==== Dataset records ====
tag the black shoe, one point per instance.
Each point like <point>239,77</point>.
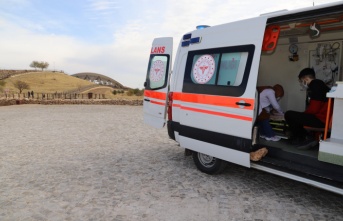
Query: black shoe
<point>295,141</point>
<point>307,144</point>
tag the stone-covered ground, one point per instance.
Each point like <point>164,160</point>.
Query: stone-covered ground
<point>100,162</point>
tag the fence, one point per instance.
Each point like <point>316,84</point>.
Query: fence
<point>52,96</point>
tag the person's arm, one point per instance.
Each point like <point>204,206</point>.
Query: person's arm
<point>314,107</point>
<point>273,101</point>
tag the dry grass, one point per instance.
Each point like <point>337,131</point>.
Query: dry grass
<point>46,82</point>
<point>109,95</point>
<point>51,82</point>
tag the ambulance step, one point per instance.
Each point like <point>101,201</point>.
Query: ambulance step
<point>303,164</point>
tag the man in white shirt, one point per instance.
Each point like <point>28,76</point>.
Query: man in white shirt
<point>269,97</point>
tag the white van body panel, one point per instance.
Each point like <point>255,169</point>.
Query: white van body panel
====
Task: Can you repeat the lines above, substituting "withered grass" for "dry grass" everywhere it occurs, changing nothing else and leaving out the pictures?

Response for this exercise:
tag the black shoe, one point per instance.
Each point like <point>239,77</point>.
Query: black shoe
<point>295,141</point>
<point>307,144</point>
tag the stone-covered ground, one point per instance.
Each point like <point>164,160</point>.
Query: stone-covered ground
<point>100,162</point>
tag the fence, one point per instance.
Each point like <point>316,84</point>.
Query: fence
<point>52,96</point>
tag the person's arm, one point per instance.
Each point like <point>204,206</point>.
Query: person's arm
<point>314,107</point>
<point>273,101</point>
tag the withered grass, one point per instance.
Each point like <point>337,131</point>.
Query: withered grass
<point>46,82</point>
<point>109,95</point>
<point>51,82</point>
tag the ambulance step, one point per instance.
Each point like <point>101,201</point>.
Query: ambulance step
<point>303,164</point>
tag the man in white shirt, one point per instance.
Each point like <point>28,76</point>.
Query: man in white shirt
<point>269,97</point>
tag the white van body panel, one point per instance.
Each point like <point>255,169</point>.
Query: white van body panel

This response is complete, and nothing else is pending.